INFORMATION SHOWN:
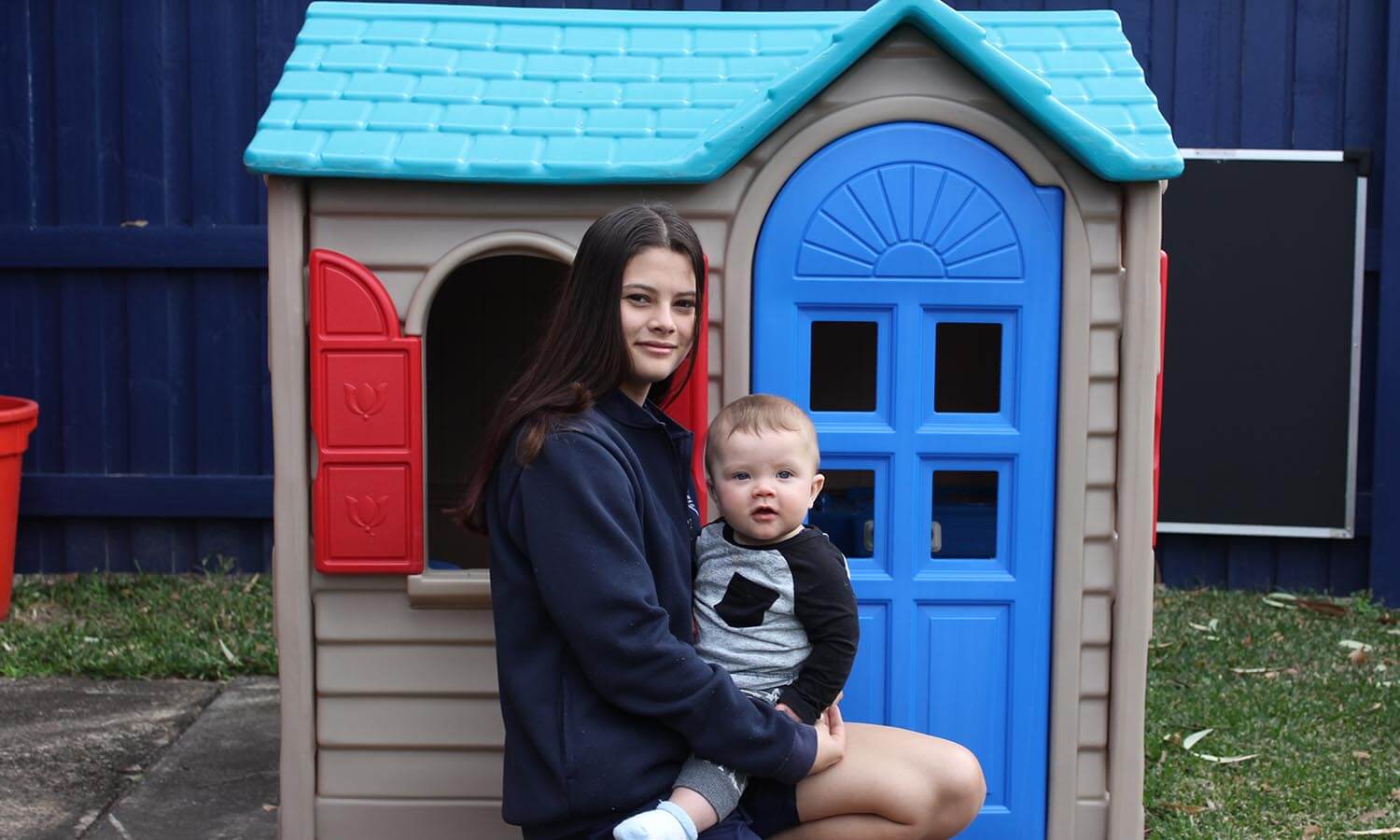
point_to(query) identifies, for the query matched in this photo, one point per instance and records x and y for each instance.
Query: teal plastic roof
(479, 92)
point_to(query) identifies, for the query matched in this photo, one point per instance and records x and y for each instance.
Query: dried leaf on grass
(1195, 738)
(1225, 759)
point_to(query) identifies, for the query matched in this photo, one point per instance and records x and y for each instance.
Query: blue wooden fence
(132, 263)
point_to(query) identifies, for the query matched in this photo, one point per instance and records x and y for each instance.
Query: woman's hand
(831, 739)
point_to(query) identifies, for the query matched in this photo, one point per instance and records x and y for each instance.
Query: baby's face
(764, 483)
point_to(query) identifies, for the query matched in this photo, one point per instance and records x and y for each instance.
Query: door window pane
(965, 514)
(845, 356)
(846, 510)
(968, 369)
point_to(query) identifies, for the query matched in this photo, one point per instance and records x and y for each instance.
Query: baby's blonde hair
(755, 414)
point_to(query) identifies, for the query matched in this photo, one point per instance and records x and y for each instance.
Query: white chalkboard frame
(1349, 531)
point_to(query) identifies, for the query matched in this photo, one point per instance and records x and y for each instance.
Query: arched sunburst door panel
(907, 294)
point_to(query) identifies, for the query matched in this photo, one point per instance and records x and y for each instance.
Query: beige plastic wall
(406, 730)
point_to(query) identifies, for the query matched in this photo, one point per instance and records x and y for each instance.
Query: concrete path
(137, 761)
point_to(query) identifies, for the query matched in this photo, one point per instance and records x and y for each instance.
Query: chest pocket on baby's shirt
(745, 602)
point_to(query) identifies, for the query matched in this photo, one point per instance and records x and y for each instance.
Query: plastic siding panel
(1094, 722)
(1094, 672)
(422, 819)
(1098, 565)
(433, 669)
(1106, 305)
(1100, 459)
(1092, 776)
(411, 722)
(409, 775)
(384, 616)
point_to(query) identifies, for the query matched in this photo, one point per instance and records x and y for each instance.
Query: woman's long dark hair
(581, 355)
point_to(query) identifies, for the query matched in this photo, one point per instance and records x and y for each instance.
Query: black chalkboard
(1257, 405)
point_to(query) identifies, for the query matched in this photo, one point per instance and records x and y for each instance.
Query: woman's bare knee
(959, 791)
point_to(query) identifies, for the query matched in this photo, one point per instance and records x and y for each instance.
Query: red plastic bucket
(17, 420)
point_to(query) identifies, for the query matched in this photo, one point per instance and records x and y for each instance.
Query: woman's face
(658, 316)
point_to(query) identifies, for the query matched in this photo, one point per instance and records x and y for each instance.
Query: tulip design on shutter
(367, 511)
(366, 399)
(367, 417)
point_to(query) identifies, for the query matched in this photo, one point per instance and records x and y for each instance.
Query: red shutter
(691, 408)
(367, 416)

TASK REQUIREMENTS:
Can you update all of these lines so that every "chalkboard" becomes "blackboard" and nothing else changes? Leave the pictures out of your answer.

EXERCISE SOLUTION:
point_to(query) identifies, for the query matched in this photo, one point per instance and records x and y for each instance.
Query: teal plastic roof
(479, 92)
point_to(query) identifies, for the query matched in this photo, one point per instance and records x and y for each instance.
Query: dried leaf on grass
(1195, 738)
(1225, 759)
point_to(query) identifies, for the query matched in this photo, one point per instance and records x and y for each instance.
Query: blue wooden fence
(132, 263)
point_to(query) identifies, for the query matched in this photo, one point per instance and records x and y for each instance.
Query: woman's hand
(831, 739)
point_to(query) identifies, for the query matched in this photo, one point per instance and records x and y for each instance.
Query: baby's face
(764, 483)
point_to(query) identifies, for the query matched in this photo, one point per instance and records x and y for each instance.
Query: door window pane
(965, 514)
(845, 356)
(846, 510)
(968, 369)
point_to(query) identifies, for the query matched in this photo, one point per instance and records x and y for each instance.
Query: baby's blonde hair
(755, 414)
point_to(query) identifies, for the query matched in this photo, one point per instance and records x and y for each instance.
Query: white blackboard frame
(1349, 531)
point_to(query) identifies, for the query matched in this photo, one point per instance and records x and y for each instance.
Query: arched sunburst door panel
(907, 294)
point_to(query) identifies, for the query matched in this photo, one point per instance and records x and y for each instance.
Query: beige plastic wall
(406, 730)
point_to(query) identifies, for the query matched in this photo, one point per instance and records x and y for each instance.
Query: concrete path
(137, 761)
point_to(query) identifies, for the query matched in this photo, one point per instance and records x and y for each instance.
Query: chest pocket on baby's shirt
(745, 602)
point_to(query) identifies, for the query matched in this photo, one point per instance and records x and y for each instance.
Query: plastic siding panel
(1094, 722)
(1094, 672)
(422, 819)
(1098, 565)
(433, 669)
(1106, 305)
(1100, 459)
(1092, 776)
(411, 722)
(409, 775)
(384, 616)
point_to(query) identifies, for the query matched in this photo, one point per instance and records x and y for each instance.
Query: woman's long dark hair
(581, 355)
point_to(query) identifies, for the query matched in this photo, one point per instance and records x and y for each instance.
Query: black blackboard
(1257, 405)
point_to(query) identifies, for the query matched in this photo, one point per instance and records x and y for each instance.
Query: woman's bare knee
(959, 791)
point_to(query) identifies, for the query matched in this photo, one point per instance and records x and y for each instance.
Query: red plastic bucket
(17, 420)
point_to(query) identifies, for the query matched in this photo, one point per instance and records x and y for each instance.
Query: woman's face
(658, 316)
point_to(query) identifies, for the query matched in this photo, one point per instance and records x and y for each instance.
Query: tulip design on shutter
(367, 511)
(366, 399)
(367, 417)
point_to(query) identifies, for the query matched in this photo, one point per instance and records x and y for each instance.
Query: red shutter
(691, 408)
(367, 416)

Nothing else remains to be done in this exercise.